Note that this issue is currently before the California Supreme Court in Howell v. Hamilton Meats & Provisions, Inc. (2009) 179 Cal.App.4th 686, review granted Mar. 10, 2010, S179115.)
3. Insurer may offset uninsured motorist payments with amounts paid for the same accident under the medical expense coverage provision in the same policy pursuant to an offset provision in the uninsured motorist section of the policy, notwithstanding a medical expense coverage endorsement that deleted provisions for medical expense payments offset or reimbursement from liability recoveries from those responsible for the accident. (Hervey v. Mercury Cas. Co. (2010) 185 Cal.App.4th 954 [Second Dist., Div. Five].)
4. Policy provision stating that insurer owed no duty to defend unless a $25,000 per claim self-insured retention amount was exhausted did not excuse insurer from defending construction defect lawsuit involving 73 homeowners and 43 homes because the term “claim” was ambiguous, and could reasonably be construed to refer to the lawsuit as a whole rather than each homeowner’s demand for payment. (Clarendon America Ins. Co. v. North American Capacity Ins. Co. (June 15, 2010, E048176) __ Cal.App.4th __ [2010 WL 2377835] [Fourth Dist., Div. Two].) HORVITZ & LEVY LLP
5. Commercial general liability insurer owes no duty to defend insured cab company for alleged liability stemming from an employee’s assault and battery of a customer because the employee’s acts were not an “accident” within the policy’s coverage clause regardless whether he acted in self defense. (L.A. Checker Cab Cooperative, Inc. v. First Specialty Ins. Co. (June 14, 2010, B213948) __ Cal.App.4th __ [2010 WL 2354301] [Second Dist., Div. One].)

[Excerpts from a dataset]

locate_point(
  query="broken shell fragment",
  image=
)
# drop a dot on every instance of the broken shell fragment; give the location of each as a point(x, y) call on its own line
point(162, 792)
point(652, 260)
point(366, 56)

● **BRIEF 1**
In the insurance case summaries, how many homeowners were involved in the construction defect lawsuit?
● **BRIEF 2**
Pull out the passage of the insurance case summaries starting at "Note that this" and ending at "10, 2010, S179115.)".

● **EXERCISE ANSWER 1**
73 homeowners.

● **EXERCISE ANSWER 2**
Note that this issue is currently before the California Supreme Court in Howell v. Hamilton Meats & Provisions, Inc. (2009) 179 Cal.App.4th 686, review granted Mar. 10, 2010, S179115.)